Üniversiteye yeni başlamış, edebiyat denizine âşık ama daha deniz kıyısına bile ancak varabilmiş bir avuç hararetli gençtik. Metin Tahlili dersimize Sadık Kemal Tural hocamız giriyordu. Derste ana konu, “metin” ve “metnin tahlili” olunca, başın tacı malzeme de “kitap” oluyordu kuşkusuz. Hocamdan ilk öğrendiğim şey; kitap denen kavramın yalnızca, onlarca yüzlerce sayfanın bir ciltte toparlanmış yazı istifi olmadığı, bununla birlikte; bu kavramın hayat(lar), insan, diğer canlılar, dünya(lar) ve evren için de kullanıldığı gerçeğiydi. Sadık Kemal Hocamı dinlediğim ilk derste “Oku!” emriyle hangi kitapları açıp okuyacağımı iyi anladım. Ve sanırım, hocamızın konuşmaya başladığı o ilk dakikalarda, hocamız “kendi kitabının sayfalarını” bize açmıştı. İkinci derste, elinde kendi yazdığı bir kitapla girdi sınıfa: ”Zamanın Elinden Tutmak”. Kitabını, kendine has üslubuyla bize tanıttı. Fakülteye başladığım o ilk yılda, alabildiğim ilk kitap grubu içinde, hocamın bu kitabı da vardı. Yanılmıyorsam, hocamın tanıtımının üç beş saat sonrasında kitabı elimdeydi. Kitabın ön ve arka kapağındaki yazıları bir solukta okudum. Arka kapaktaki yazıyı o an, hemencecik okudum ama “o an” dan sonra, yıllar içinde, kitabı her elime alışımda hep önce “arka kapağı” okudum. Hatta, bundan birkaç yıl evvel “ders notları” oluşturduğum akıl defterimin “ilk sayfasına” bu kapaktaki sözleri yazdım. O defterim şimdilerde nerede, bilmiyorum. Bir ezberci olsaydım, kapakta yazanları size satır satır aktarırdım. 80’li yıllarda, şimdiki gibi, öyle kan ter içinde alıntı hastalığım da yoktu. Alıntıya da gerek yoktu zaten; o kitap uzunca yıllar benim “elimden tuttu”. Sizlere, kapakta yazılanları birebir olmasa da, beynimin ve yüreğimin kendilerine nakşettiklerini aktarayım: ”İnsanların kaleme aldığı tüm eserler (kitaplar), kul yapısı olduğu için hep bir yönüyle eksiktir ve bu yüzden daima eleştiriye açıktır.Kusursuz “Tek Kitap” vardır…” O sayfada yazılanlar bu kadarla kalmıyordu kuşkusuz; zamanın elinden tutabilmek için en güzel yolun “kitap” yazmak, ”kitap” okumak (yorumlamak) ve “kitap”ı doğru anlamanın yollarını araştırmak olduğu da vurgulanıyordu, şiirsel bir dille…

Kitabın genel karakteri ya da özel çizgisi “edebiyatın kavramları, yöntemleri, terimleri” üzerinde durmak ve “okuyucuyu” bu noktalarda bilgilendirmekti. ”Edebî eser”in ne olduğundan tutun da “okuyucu çeşitleri”ni aktarmaya kadar edebiyatın birçok boyutu ve meselesi ile karşılaşıyorsunuz eserde. Bütün bunları sıraladım diye, kitabın sıkıcı bir yanı olduğu hissine kapılmayın. Bu genel yapının verilişinde bizzat edebiyat denizi içindeki “edebiyat sanatçılarına” ve onların “eserlerine” de yer verilmiş.

---*---

Görev A =
Aşağıdaki ifadelerin kaynak metinle uyuşup uyuşmadığını belirtin ve her yanıtı evet ya da hayır olarak, metinden belirleyici sözleri olduğu gibi alıntılayarak verin: (i) Metin Tahlili dersine Sadık Kemal Tural giriyordu. (ii) Anlatıcı, kitabı derste tanıtıldıktan birkaç gün sonra satın aldı. (iii) Anlatıcı, ders notlarını oluşturduğu defterin şu an nerede olduğunu biliyor.

---*---

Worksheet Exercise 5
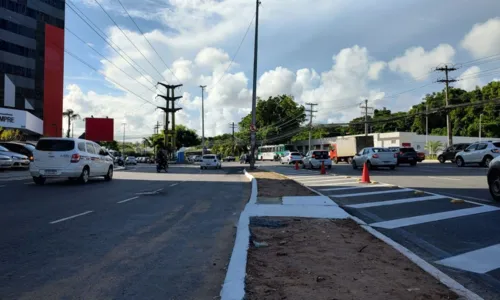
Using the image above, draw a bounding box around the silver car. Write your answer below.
[352,147,398,170]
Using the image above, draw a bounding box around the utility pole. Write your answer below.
[361,99,373,136]
[200,85,207,155]
[229,122,236,156]
[250,0,260,170]
[436,65,457,147]
[306,103,318,151]
[122,123,127,156]
[156,82,182,154]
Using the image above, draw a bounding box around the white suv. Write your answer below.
[455,141,500,167]
[30,138,113,185]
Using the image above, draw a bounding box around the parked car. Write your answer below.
[30,138,114,185]
[0,142,35,161]
[302,150,332,169]
[281,152,302,165]
[455,141,500,167]
[0,155,14,170]
[389,147,418,166]
[486,156,500,201]
[125,156,137,165]
[200,154,222,169]
[352,147,398,170]
[438,143,470,164]
[0,146,30,167]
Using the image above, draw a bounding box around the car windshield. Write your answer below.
[36,140,75,151]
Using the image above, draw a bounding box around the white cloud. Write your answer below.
[456,66,483,91]
[389,44,455,80]
[461,18,500,58]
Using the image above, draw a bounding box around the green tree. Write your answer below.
[63,109,80,137]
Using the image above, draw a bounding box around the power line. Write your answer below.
[94,0,163,81]
[117,0,181,83]
[65,27,155,93]
[210,14,257,90]
[67,0,155,86]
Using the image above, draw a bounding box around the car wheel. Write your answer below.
[104,166,114,181]
[483,155,493,167]
[488,171,500,201]
[33,176,46,185]
[78,167,90,184]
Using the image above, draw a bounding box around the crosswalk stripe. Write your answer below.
[436,244,500,274]
[320,183,392,192]
[346,196,448,208]
[370,205,500,229]
[328,189,413,198]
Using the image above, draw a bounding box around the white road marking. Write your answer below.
[370,205,500,229]
[436,244,500,274]
[427,176,462,181]
[49,210,94,224]
[116,196,139,203]
[320,183,393,192]
[346,196,448,208]
[329,189,413,198]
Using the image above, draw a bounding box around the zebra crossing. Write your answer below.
[267,167,500,298]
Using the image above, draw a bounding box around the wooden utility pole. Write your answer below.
[306,103,318,151]
[156,82,182,153]
[436,65,457,147]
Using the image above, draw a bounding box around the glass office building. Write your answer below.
[0,0,65,136]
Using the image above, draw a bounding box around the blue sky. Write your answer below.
[60,0,500,138]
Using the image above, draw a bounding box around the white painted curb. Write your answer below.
[244,169,258,204]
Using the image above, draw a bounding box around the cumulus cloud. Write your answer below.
[456,66,483,91]
[389,44,455,80]
[461,18,500,58]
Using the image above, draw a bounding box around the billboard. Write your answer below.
[43,24,64,136]
[85,118,115,142]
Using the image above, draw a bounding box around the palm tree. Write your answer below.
[63,109,80,137]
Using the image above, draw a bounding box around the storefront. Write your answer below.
[0,107,43,135]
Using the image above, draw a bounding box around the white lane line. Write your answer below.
[49,210,94,224]
[320,183,393,192]
[346,196,448,208]
[370,205,500,229]
[427,176,462,181]
[436,244,500,274]
[116,196,139,203]
[328,189,413,198]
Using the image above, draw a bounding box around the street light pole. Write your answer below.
[250,0,260,170]
[200,85,207,154]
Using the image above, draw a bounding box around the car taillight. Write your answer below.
[71,153,80,162]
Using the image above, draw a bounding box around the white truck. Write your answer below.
[330,135,374,164]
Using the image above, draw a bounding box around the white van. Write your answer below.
[30,138,113,185]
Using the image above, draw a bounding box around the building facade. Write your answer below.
[0,0,65,136]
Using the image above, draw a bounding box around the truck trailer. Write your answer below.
[330,136,374,164]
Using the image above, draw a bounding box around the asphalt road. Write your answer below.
[0,164,250,299]
[261,162,500,299]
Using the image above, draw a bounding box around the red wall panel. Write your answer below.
[85,118,115,142]
[43,24,64,137]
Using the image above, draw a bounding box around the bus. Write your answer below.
[257,144,298,160]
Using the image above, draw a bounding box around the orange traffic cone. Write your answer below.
[360,163,371,183]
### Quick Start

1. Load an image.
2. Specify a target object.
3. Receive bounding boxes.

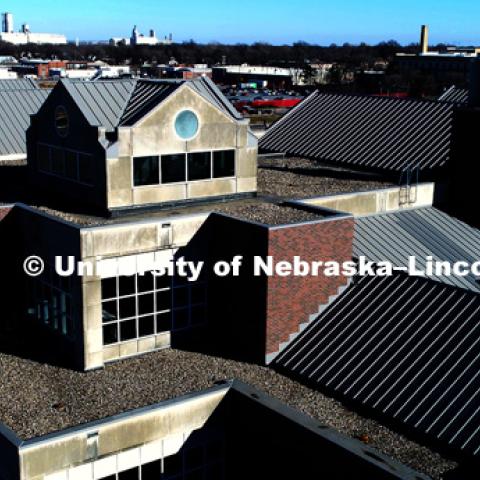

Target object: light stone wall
[301,183,435,216]
[80,213,208,370]
[19,388,228,480]
[107,84,257,208]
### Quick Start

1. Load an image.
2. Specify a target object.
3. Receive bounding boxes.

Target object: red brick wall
[266,218,354,354]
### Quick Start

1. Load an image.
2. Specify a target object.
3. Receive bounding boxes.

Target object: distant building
[0,13,67,45]
[395,25,480,77]
[129,25,173,46]
[213,64,299,88]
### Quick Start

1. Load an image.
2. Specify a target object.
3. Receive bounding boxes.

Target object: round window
[55,106,70,137]
[175,110,198,140]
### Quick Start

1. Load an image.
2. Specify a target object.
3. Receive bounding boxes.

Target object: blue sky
[1,0,480,45]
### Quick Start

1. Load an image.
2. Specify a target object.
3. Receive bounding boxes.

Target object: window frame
[37,142,95,187]
[130,147,238,190]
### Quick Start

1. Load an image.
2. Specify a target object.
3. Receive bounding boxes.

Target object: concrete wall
[301,183,435,215]
[80,213,208,370]
[107,84,257,208]
[18,387,227,480]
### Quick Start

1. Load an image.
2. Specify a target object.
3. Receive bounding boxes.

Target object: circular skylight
[175,110,199,140]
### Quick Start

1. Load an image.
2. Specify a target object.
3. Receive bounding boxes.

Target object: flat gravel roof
[0,350,455,478]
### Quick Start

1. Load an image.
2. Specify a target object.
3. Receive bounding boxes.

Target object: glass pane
[37,145,51,172]
[163,453,183,475]
[78,153,93,185]
[188,152,212,180]
[162,153,186,183]
[191,285,207,304]
[156,312,172,333]
[103,323,118,345]
[175,110,198,140]
[102,277,117,300]
[118,467,140,480]
[156,290,172,312]
[133,157,160,187]
[173,308,188,330]
[118,275,135,297]
[155,275,172,290]
[137,272,154,293]
[52,148,65,176]
[120,320,137,342]
[138,315,155,337]
[173,287,189,308]
[138,293,155,315]
[102,300,118,323]
[65,151,78,180]
[118,297,136,319]
[192,305,207,325]
[142,460,162,480]
[213,150,235,178]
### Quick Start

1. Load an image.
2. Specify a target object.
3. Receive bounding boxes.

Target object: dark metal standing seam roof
[119,81,181,126]
[0,86,50,156]
[62,80,136,130]
[0,78,40,92]
[259,92,454,171]
[62,78,242,130]
[274,273,480,455]
[353,207,480,292]
[438,86,469,104]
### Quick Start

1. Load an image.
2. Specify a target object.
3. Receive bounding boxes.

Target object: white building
[129,25,173,46]
[0,13,67,45]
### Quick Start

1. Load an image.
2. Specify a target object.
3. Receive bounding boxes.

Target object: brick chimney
[420,25,428,54]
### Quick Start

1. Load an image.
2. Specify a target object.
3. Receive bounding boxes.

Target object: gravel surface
[258,158,392,198]
[215,202,322,225]
[0,350,455,478]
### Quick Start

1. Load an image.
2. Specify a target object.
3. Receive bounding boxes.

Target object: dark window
[65,151,78,180]
[137,272,154,293]
[163,453,183,476]
[157,290,172,312]
[138,315,155,337]
[138,293,154,315]
[142,460,162,480]
[119,297,136,319]
[118,467,140,480]
[37,145,51,172]
[78,153,93,185]
[188,152,212,180]
[173,308,189,330]
[157,312,172,333]
[102,277,117,300]
[120,320,137,342]
[162,154,186,183]
[102,300,118,323]
[133,157,160,187]
[52,148,65,176]
[213,150,235,178]
[173,287,189,308]
[103,323,118,345]
[118,275,135,297]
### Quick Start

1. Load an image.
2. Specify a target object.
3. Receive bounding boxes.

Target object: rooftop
[0,158,391,227]
[275,273,480,462]
[0,349,455,478]
[259,91,455,173]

---*---

Görev B =
Kayıtlarda “suv. Write your answer below.” ifadesini içeren satır ile “[36,140,75,151]” ifadesini içeren satır arasındaki satırları, bu iki satır da dahil olmak üzere, hiçbir değişiklik yapmadan çıkarın.

Doğru Sonuç A =
(i) Evet: “Metin Tahlili dersimize Sadık Kemal Tural hocamız giriyordu.”
(ii) Hayır: “Yanılmıyorsam, hocamın tanıtımının üç beş saat sonrasında kitabı elimdeydi.”
(iii) Hayır: “O defterim şimdilerde nerede, bilmiyorum.”

Doğru Sonuç B =
Using the image above, draw a bounding box around the white suv. Write your answer below.
[455,141,500,167]
[30,138,113,185]
Using the image above, draw a bounding box around the parked car. Write your answer below.
[30,138,114,185]
[0,142,35,161]
[302,150,332,169]
[281,152,302,165]
[455,141,500,167]
[0,155,14,170]
[389,147,418,166]
[486,156,500,201]
[125,156,137,165]
[200,154,222,169]
[352,147,398,170]
[438,143,470,164]
[0,146,30,167]
Using the image above, draw a bounding box around the car windshield. Write your answer below.
[36,140,75,151]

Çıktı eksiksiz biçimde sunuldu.